# [EXERCISE GOAL]
Produce an exact copy of the lines from the line containing "Pick out each instance of the sky" through the last line of the entries below, and only those lines.

Dataset records
******

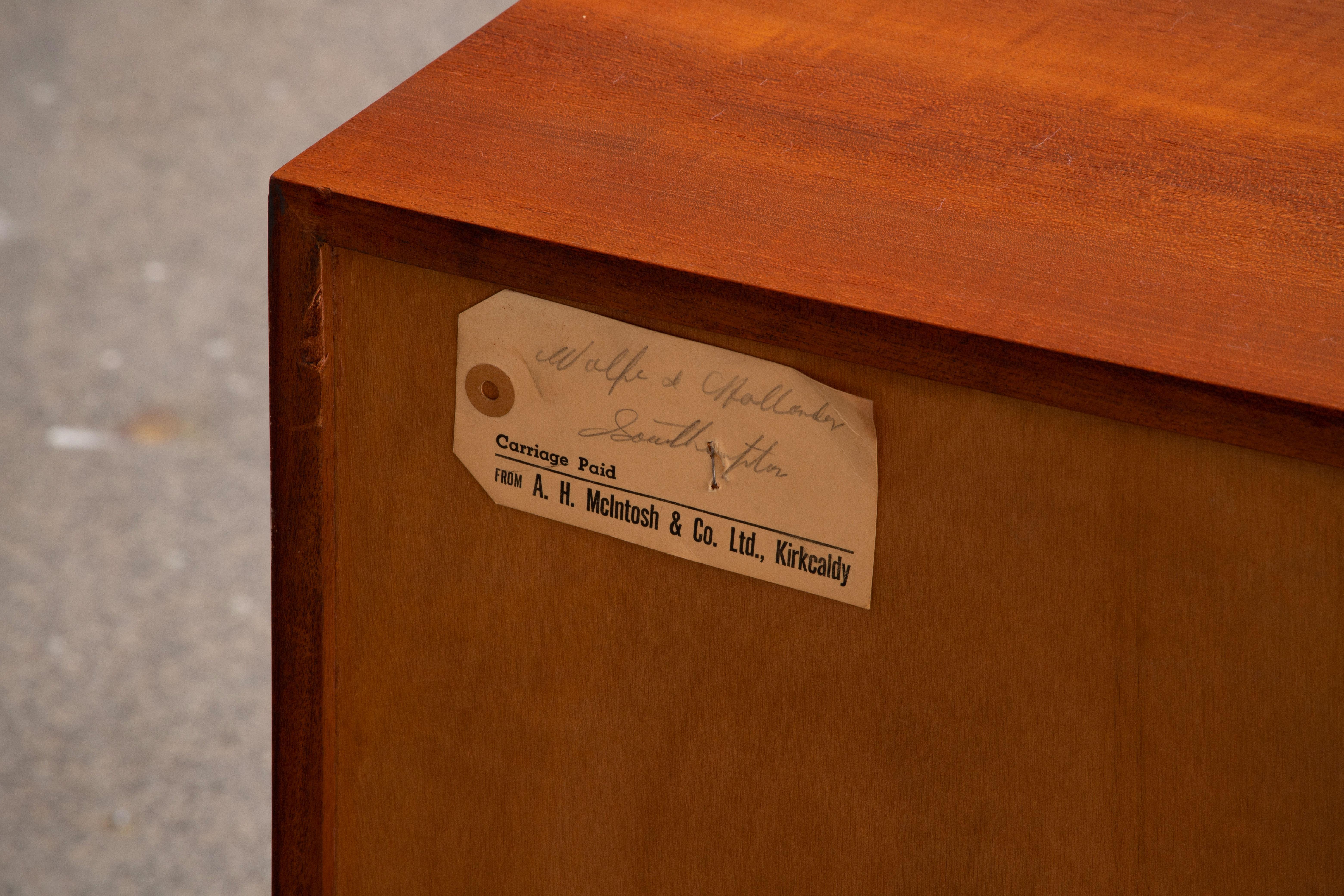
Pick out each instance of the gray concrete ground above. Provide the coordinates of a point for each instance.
(136, 138)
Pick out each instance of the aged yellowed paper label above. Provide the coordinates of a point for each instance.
(674, 445)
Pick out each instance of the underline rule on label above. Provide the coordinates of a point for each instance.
(654, 498)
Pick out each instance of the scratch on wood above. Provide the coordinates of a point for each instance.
(312, 350)
(1046, 140)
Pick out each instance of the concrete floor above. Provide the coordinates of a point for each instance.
(136, 139)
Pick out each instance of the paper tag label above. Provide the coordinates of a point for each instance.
(683, 448)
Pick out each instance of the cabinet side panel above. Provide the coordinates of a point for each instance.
(1060, 606)
(302, 555)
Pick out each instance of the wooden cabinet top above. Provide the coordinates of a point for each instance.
(1132, 210)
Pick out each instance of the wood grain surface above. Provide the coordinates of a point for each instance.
(303, 558)
(1100, 659)
(1126, 209)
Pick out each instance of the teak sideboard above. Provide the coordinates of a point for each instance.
(1088, 263)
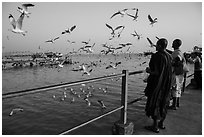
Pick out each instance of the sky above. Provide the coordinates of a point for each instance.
(181, 20)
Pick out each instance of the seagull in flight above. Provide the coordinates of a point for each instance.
(69, 30)
(86, 42)
(102, 104)
(113, 30)
(120, 12)
(135, 34)
(71, 42)
(152, 21)
(134, 16)
(17, 25)
(126, 44)
(24, 9)
(157, 37)
(52, 40)
(151, 43)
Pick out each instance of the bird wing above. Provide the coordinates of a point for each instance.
(128, 44)
(157, 37)
(109, 27)
(119, 27)
(150, 42)
(72, 28)
(93, 45)
(20, 21)
(20, 8)
(12, 21)
(48, 41)
(115, 14)
(136, 14)
(150, 18)
(131, 15)
(87, 46)
(27, 5)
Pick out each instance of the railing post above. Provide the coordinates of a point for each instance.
(123, 127)
(124, 91)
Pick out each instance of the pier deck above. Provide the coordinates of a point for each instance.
(187, 120)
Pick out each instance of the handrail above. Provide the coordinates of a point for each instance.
(56, 86)
(92, 120)
(61, 85)
(123, 106)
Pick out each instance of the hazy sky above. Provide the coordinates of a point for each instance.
(48, 19)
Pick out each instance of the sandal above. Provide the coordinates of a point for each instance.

******

# [EXERCISE ANSWER]
Pick out each instance of the sky above. Provide the coordinates of a point for each instance.
(181, 20)
Pick out each instance of the seagull in flight above. Provide the coordinates of a point for each instance.
(69, 30)
(86, 42)
(102, 104)
(113, 30)
(120, 12)
(135, 34)
(71, 42)
(152, 21)
(134, 16)
(17, 25)
(126, 44)
(24, 9)
(157, 37)
(52, 40)
(151, 43)
Pick out each instance of the bird wing above. Provide the coordinates of a point for each instance.
(128, 44)
(157, 37)
(109, 27)
(119, 27)
(150, 42)
(72, 28)
(93, 45)
(20, 21)
(20, 8)
(12, 21)
(48, 41)
(115, 14)
(136, 14)
(150, 18)
(131, 15)
(87, 46)
(27, 5)
Pick out each instance of the railing post above. Provide the coordinates of a point for each instance.
(123, 127)
(124, 91)
Pick out each instance of the pier deck above. Provide the coordinates of a point for each instance.
(187, 120)
Pick out each instance of the handrail above. Provide the coordinates of a point for each instance.
(56, 86)
(92, 120)
(61, 85)
(123, 106)
Pick out each instance of the hazy sky above. Provide the coordinates of a point for each instance.
(48, 19)
Pick out each instance of the sandal above. Provide the coordinates of a point for each instance.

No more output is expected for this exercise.